▸ **Your goal**: The records that follow are to be transcribed word for word.

▸ **Records for the task**:
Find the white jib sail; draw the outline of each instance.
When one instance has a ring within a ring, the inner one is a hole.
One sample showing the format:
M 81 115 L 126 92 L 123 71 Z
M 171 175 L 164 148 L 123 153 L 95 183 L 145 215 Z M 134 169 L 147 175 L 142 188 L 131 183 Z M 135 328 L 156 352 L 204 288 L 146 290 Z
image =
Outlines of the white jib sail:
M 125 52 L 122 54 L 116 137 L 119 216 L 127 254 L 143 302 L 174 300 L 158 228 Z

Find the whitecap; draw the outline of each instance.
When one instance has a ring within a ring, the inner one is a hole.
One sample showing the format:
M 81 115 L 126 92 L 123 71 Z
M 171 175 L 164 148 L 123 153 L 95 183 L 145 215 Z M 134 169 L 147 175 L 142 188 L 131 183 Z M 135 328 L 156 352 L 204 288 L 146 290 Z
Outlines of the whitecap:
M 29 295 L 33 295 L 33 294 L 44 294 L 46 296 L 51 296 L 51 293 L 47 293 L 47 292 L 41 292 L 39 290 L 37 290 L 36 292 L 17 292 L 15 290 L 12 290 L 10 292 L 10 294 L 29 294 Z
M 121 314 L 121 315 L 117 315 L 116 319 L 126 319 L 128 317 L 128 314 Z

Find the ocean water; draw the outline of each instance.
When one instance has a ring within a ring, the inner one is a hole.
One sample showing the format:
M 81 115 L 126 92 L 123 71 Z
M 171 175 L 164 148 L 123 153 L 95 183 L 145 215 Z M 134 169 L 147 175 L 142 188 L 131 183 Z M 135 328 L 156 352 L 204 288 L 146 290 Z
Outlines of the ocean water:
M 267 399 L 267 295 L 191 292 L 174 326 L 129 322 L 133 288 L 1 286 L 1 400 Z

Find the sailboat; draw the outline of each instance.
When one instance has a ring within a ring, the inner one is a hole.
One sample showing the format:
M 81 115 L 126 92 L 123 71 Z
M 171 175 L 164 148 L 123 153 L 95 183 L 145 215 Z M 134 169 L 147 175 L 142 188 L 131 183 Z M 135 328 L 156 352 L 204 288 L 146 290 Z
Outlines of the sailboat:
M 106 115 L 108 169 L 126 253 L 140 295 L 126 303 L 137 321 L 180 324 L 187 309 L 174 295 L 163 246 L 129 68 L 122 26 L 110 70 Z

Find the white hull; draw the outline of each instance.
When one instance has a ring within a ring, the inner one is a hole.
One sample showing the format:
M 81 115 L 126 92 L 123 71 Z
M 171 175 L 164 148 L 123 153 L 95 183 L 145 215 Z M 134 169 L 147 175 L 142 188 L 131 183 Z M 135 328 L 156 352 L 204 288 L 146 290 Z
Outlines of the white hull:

▸ **Result for this task**:
Find the white jib sail; draw the outline of each instance.
When one instance has a ring within a ring, the inner one is a hole.
One sample showing the format:
M 81 115 L 126 92 L 123 71 Z
M 171 175 L 164 148 L 123 153 L 95 183 L 145 215 Z M 134 169 L 147 175 L 142 188 L 131 183 Z M 135 328 L 156 352 L 204 288 L 146 290 Z
image =
Outlines of the white jib sail:
M 125 52 L 122 54 L 116 137 L 119 216 L 127 254 L 143 302 L 174 300 L 158 228 Z

Find the whitecap; draw the outline of each instance.
When one instance has a ring within a ring, the inner one is a hole.
One sample showing the format:
M 81 115 L 126 92 L 123 71 Z
M 171 175 L 164 148 L 123 153 L 95 183 L 145 215 Z M 134 169 L 147 175 L 142 188 L 131 183 Z M 135 328 L 156 352 L 204 288 L 146 290 Z
Outlines of the whitecap:
M 29 295 L 33 295 L 33 294 L 44 294 L 46 296 L 51 296 L 51 293 L 47 293 L 47 292 L 41 292 L 39 290 L 37 290 L 36 292 L 17 292 L 15 290 L 12 290 L 10 292 L 10 294 L 29 294 Z
M 121 314 L 121 315 L 117 315 L 116 319 L 126 319 L 128 317 L 128 314 Z

Find the ocean water; draw the outline of each instance.
When one instance has a ring within a ring, the inner one is a hole.
One sample showing the format:
M 81 115 L 126 92 L 123 71 Z
M 171 175 L 164 148 L 123 153 L 95 183 L 145 215 Z M 134 169 L 147 175 L 142 188 L 131 183 Z M 135 328 L 156 352 L 204 288 L 146 290 Z
Outlines of the ocean water:
M 267 399 L 267 295 L 191 292 L 174 326 L 129 322 L 133 288 L 1 286 L 1 400 Z

Find the sailboat; draw the outline of each instance.
When one instance has a ring within a ring, the inner one is a hole.
One sample showing the format:
M 81 115 L 126 92 L 123 71 Z
M 171 175 L 164 148 L 123 153 L 95 183 L 145 215 Z M 134 169 L 147 175 L 142 188 L 131 183 Z M 135 328 L 156 352 L 204 288 L 146 290 Z
Outlines of the sailboat:
M 106 115 L 108 169 L 126 253 L 140 295 L 126 303 L 137 321 L 180 324 L 187 309 L 174 295 L 163 246 L 129 68 L 122 26 L 110 70 Z

Find the white hull; draw the outline of each instance.
When one instance has a ring within a ring, the inner one is a hole.
One sample showing the format:
M 81 115 L 126 92 L 123 71 Z
M 171 175 L 164 148 L 123 153 L 95 183 L 145 215 Z M 134 169 L 147 175 L 142 188 L 131 183 Z M 135 328 L 156 352 L 204 288 L 146 290 Z
Outlines of the white hull:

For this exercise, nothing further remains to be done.